The goal of this exercise is to maintain single and clear vision for the duration. No patch is necessary.

To perform the exercise, a person can:

  1. Hold the pencil in front of themselves, or in front of a child who has a lazy eye, at arm’s length. Focus on the visible words or shapes on the pencil.
  2. Slowly move the pencil as close to the nose as possible without it becoming blurry or doubled.
  3. Once the pencil becomes blurry, move it away from the nose.
  4. Repeat the exercise according to a doctor’s instructions.

Brock string exercise

Frederick Brock, a Swiss optometrist, developed this exercise to help the eyes learn how to work together.

A person can either use a Brock string or make their own. A Brock string is a white string that is about 15 feet long and has colorful wooden beads on it that are moveable.

To perform the Brock string exercise, a person can:

  1. Secure the end of a long string to a doorknob or another stationary object.
  2. Hold the other end of the string under their nose.
  3. Place a small bead on the string.
  4. While keeping both eyes open, focus on the bead. A person should see two strings in the shape of an “X” with the bead in the middle. If a person sees two beads and two strings, their eyes are not converging at the bead.

Once the lazy eye has gained some strength, people may try additional activities, such as the following:


Completing jigsaw puzzle activities while wearing an eye patch may help strengthen the weaker eye. People should choose puzzles with appropriate difficulty levels for their or their child’s age and skills.


If they can read, a child or adult can try reading an age-appropriate book while wearing a patch over the stronger eye.

▸ **Task list**:
1 – Answer these questions from the eye exercise text:
(a) In the pencil exercise, what should a person do once the pencil becomes blurry?
(b) Who developed the Brock string exercise?
(c) About how long is a Brock string?
2 – Duplicate the eye exercise text between "To perform the Brock" and "on the string.", inclusive.

▸ **Material provided**:
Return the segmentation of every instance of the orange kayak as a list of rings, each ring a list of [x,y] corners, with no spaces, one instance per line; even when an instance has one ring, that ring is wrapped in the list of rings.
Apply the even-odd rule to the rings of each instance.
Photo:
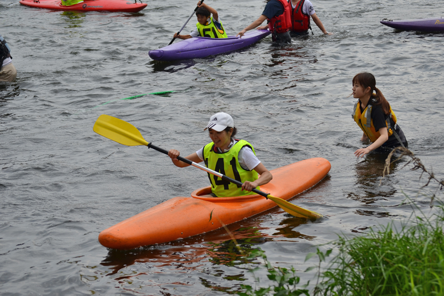
[[[325,158],[310,158],[271,171],[273,180],[260,190],[289,199],[322,180],[331,166]],[[261,195],[203,197],[209,186],[191,197],[174,197],[110,227],[99,241],[111,249],[128,250],[161,244],[214,230],[277,206]]]
[[[74,5],[62,5],[61,0],[20,0],[20,4],[32,7],[55,10],[138,12],[148,5],[134,0],[83,0]]]

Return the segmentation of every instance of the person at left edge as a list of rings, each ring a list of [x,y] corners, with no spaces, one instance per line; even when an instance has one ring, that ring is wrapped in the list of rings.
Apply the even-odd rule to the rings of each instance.
[[[11,49],[0,35],[0,81],[12,82],[17,78],[17,70],[12,65]]]
[[[197,23],[196,29],[187,35],[175,33],[174,37],[179,39],[188,39],[193,37],[209,37],[210,38],[226,38],[226,33],[221,22],[221,18],[216,9],[205,3],[197,2],[199,7],[196,10]],[[210,17],[211,14],[213,17]]]
[[[63,6],[71,6],[81,3],[83,0],[62,0],[62,5]]]
[[[246,141],[234,139],[237,129],[230,115],[217,113],[210,118],[204,130],[208,130],[212,142],[186,157],[196,163],[204,161],[206,167],[242,183],[242,187],[210,175],[211,194],[207,197],[227,197],[255,194],[251,190],[269,182],[271,173],[256,156],[253,146]],[[189,164],[177,159],[180,153],[172,149],[168,151],[173,163],[183,168]],[[260,175],[258,178],[258,174]]]
[[[267,20],[268,25],[258,28],[258,30],[268,28],[272,33],[272,39],[278,43],[291,43],[292,38],[289,31],[292,27],[290,7],[286,0],[268,0],[265,8],[259,18],[246,27],[236,36],[242,37],[248,31],[260,26]]]

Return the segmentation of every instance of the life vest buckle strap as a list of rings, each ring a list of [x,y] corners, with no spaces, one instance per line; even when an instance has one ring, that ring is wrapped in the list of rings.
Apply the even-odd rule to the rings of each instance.
[[[368,128],[370,128],[370,127],[371,126],[371,105],[369,105],[367,106],[367,111],[366,113],[366,121],[367,121],[367,122],[366,122],[366,126]]]

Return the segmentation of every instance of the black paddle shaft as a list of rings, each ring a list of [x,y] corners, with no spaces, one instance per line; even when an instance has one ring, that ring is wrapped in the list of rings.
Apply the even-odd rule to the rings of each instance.
[[[203,1],[204,1],[204,0],[202,0],[200,1],[200,4],[202,4],[202,3],[203,3]],[[184,25],[182,26],[182,28],[181,28],[181,30],[180,30],[177,32],[177,35],[179,35],[179,34],[181,34],[181,32],[182,31],[182,30],[183,30],[183,29],[185,27],[185,26],[186,25],[186,24],[188,24],[188,22],[189,21],[190,19],[191,18],[191,17],[193,16],[193,15],[194,14],[194,13],[196,12],[196,11],[197,10],[197,8],[199,8],[199,6],[196,6],[196,8],[194,8],[194,11],[193,11],[193,13],[191,14],[191,15],[189,16],[189,17],[188,18],[188,19],[186,20],[186,21],[185,22],[185,24],[184,24]],[[176,38],[175,38],[175,37],[174,37],[174,38],[173,38],[173,40],[172,40],[171,41],[171,42],[170,42],[170,43],[168,43],[168,45],[171,45],[171,43],[172,43],[173,42],[174,42],[174,40],[176,40]]]
[[[148,148],[152,148],[154,150],[156,150],[158,151],[159,152],[161,152],[163,154],[168,155],[168,151],[167,151],[166,150],[165,150],[165,149],[163,149],[160,147],[158,147],[155,145],[153,145],[151,143],[148,143]],[[209,172],[209,171],[208,171],[206,169],[204,169],[206,168],[204,168],[202,166],[199,165],[199,164],[196,164],[195,162],[194,162],[193,161],[192,161],[191,160],[190,160],[189,159],[185,158],[185,157],[183,157],[182,156],[181,156],[180,155],[177,157],[177,159],[179,159],[179,160],[180,160],[181,161],[183,161],[185,163],[186,163],[190,165],[192,165],[193,166],[196,166],[193,164],[195,164],[198,166],[197,167],[198,167],[199,168],[201,168],[202,170],[204,170],[206,172],[208,172],[210,173],[211,173],[211,172]],[[208,169],[208,170],[209,170],[209,171],[213,171],[212,170],[210,170],[209,169]],[[229,177],[227,177],[226,176],[225,176],[224,175],[222,175],[222,174],[221,174],[221,175],[222,175],[222,177],[221,177],[221,178],[222,178],[223,180],[228,181],[229,182],[231,182],[231,183],[236,184],[236,185],[237,185],[239,186],[242,186],[242,182],[240,182],[236,180],[234,180]],[[218,176],[218,177],[219,177],[219,176]],[[258,193],[258,194],[262,195],[262,196],[263,196],[264,197],[265,197],[266,198],[267,198],[267,199],[268,199],[268,198],[267,197],[267,196],[268,196],[268,193],[263,192],[261,191],[260,191],[260,190],[258,190],[256,188],[254,188],[251,191],[255,192],[255,193]]]

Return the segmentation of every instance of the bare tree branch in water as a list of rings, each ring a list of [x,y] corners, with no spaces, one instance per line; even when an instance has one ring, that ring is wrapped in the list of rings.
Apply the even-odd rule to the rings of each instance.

▸ **Outputs in order**:
1 –
(a) Move the pencil away from the nose.
(b) Frederick Brock, a Swiss optometrist.
(c) About 15 feet.

2 –
To perform the Brock string exercise, a person can:

  1. Secure the end of a long string to a doorknob or another stationary object.
  2. Hold the other end of the string under their nose.
  3. Place a small bead on the string.